_What is needed_
Copy out the part of the records below that opens with the line containing "Would you point out the blue sky" and runs through the end of the records, keeping every line exactly the same.
## begin Supplied records
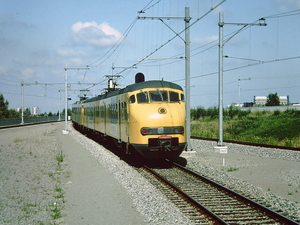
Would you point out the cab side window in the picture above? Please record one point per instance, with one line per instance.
(142, 97)
(132, 99)
(174, 96)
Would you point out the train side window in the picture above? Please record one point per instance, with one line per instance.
(142, 97)
(174, 96)
(158, 96)
(132, 99)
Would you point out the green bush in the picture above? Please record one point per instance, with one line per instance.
(276, 128)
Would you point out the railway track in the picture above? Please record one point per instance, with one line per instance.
(206, 202)
(249, 143)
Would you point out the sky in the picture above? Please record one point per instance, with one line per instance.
(41, 42)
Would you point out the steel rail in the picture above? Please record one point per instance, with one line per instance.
(248, 143)
(275, 215)
(187, 197)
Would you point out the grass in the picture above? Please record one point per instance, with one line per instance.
(275, 128)
(231, 169)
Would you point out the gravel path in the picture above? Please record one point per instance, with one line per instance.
(30, 176)
(36, 173)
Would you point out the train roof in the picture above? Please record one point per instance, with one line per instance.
(135, 87)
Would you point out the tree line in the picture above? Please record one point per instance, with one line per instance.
(6, 113)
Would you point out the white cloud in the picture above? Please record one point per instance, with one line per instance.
(94, 34)
(287, 5)
(206, 40)
(27, 73)
(71, 53)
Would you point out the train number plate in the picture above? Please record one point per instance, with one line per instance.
(160, 130)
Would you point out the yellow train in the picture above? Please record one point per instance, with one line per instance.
(147, 116)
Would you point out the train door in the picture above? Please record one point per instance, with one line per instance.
(82, 115)
(120, 109)
(105, 118)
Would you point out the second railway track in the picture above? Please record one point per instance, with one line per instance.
(206, 202)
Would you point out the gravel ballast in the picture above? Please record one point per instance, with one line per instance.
(34, 177)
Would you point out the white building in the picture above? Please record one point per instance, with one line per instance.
(35, 111)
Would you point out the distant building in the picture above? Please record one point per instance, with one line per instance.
(19, 109)
(262, 100)
(35, 111)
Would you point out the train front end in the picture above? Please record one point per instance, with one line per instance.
(157, 120)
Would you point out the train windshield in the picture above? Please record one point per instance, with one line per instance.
(158, 96)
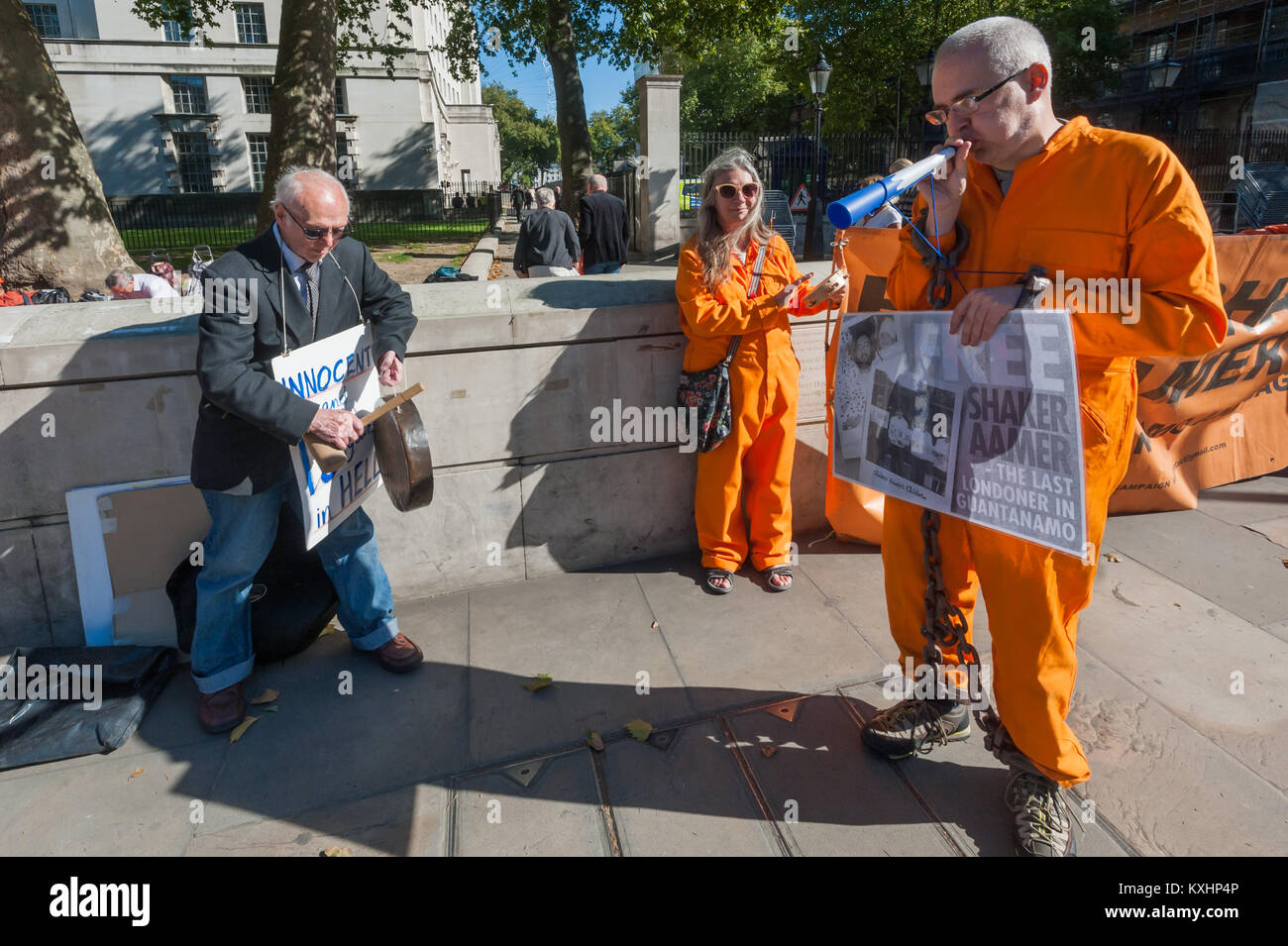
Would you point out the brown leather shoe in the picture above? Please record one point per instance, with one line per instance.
(222, 710)
(398, 656)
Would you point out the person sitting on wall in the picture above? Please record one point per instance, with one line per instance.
(138, 286)
(548, 242)
(304, 278)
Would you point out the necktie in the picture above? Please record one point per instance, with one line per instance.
(310, 277)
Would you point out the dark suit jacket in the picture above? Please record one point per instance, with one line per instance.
(603, 228)
(248, 421)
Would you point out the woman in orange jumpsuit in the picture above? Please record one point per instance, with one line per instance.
(754, 467)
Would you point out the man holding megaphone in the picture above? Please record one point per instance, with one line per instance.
(1024, 189)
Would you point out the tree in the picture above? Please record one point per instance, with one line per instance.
(613, 137)
(571, 31)
(54, 224)
(528, 143)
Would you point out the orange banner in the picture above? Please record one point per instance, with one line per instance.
(1201, 421)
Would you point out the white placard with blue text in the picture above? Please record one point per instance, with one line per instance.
(338, 373)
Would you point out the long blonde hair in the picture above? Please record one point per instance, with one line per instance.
(715, 246)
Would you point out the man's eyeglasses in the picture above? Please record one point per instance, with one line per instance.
(967, 104)
(317, 232)
(730, 190)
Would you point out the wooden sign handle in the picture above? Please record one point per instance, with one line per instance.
(331, 459)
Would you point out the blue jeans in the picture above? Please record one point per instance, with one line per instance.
(241, 536)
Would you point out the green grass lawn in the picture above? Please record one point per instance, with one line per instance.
(180, 241)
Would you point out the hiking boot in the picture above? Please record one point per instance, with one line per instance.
(1043, 819)
(915, 726)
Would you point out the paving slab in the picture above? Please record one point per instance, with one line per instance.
(104, 808)
(1215, 671)
(965, 786)
(1247, 577)
(407, 821)
(831, 798)
(853, 580)
(687, 799)
(1164, 787)
(752, 644)
(1249, 501)
(555, 815)
(593, 633)
(323, 747)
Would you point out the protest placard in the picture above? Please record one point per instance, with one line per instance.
(335, 372)
(991, 433)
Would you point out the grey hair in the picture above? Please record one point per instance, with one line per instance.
(288, 187)
(713, 244)
(1009, 43)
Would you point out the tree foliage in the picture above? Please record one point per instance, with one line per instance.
(528, 143)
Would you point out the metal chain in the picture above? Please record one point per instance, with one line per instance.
(944, 627)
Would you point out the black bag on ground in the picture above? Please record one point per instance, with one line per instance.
(291, 598)
(43, 729)
(51, 296)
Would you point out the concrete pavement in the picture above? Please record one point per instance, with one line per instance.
(755, 699)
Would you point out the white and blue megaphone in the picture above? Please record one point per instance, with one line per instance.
(850, 210)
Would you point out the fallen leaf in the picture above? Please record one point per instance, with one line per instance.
(639, 730)
(241, 729)
(539, 683)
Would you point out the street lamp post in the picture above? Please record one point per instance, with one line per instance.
(818, 76)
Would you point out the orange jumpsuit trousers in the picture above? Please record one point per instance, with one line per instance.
(1094, 203)
(755, 463)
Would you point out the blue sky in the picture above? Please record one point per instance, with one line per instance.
(601, 84)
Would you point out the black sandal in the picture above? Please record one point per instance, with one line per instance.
(778, 571)
(719, 573)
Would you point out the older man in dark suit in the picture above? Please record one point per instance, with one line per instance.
(603, 228)
(301, 278)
## end Supplied records
_Final answer_
Would you point out the blue sky in the picture above? Please record one point per instance, with one line per instance.
(601, 84)
Would you point out the black sandal in the picture above? Please record one point per instance, with one line per instance.
(778, 571)
(719, 573)
Would you point out the older man in dark suit in the picture above? Please record one point per instance, with one line per instance.
(603, 228)
(301, 278)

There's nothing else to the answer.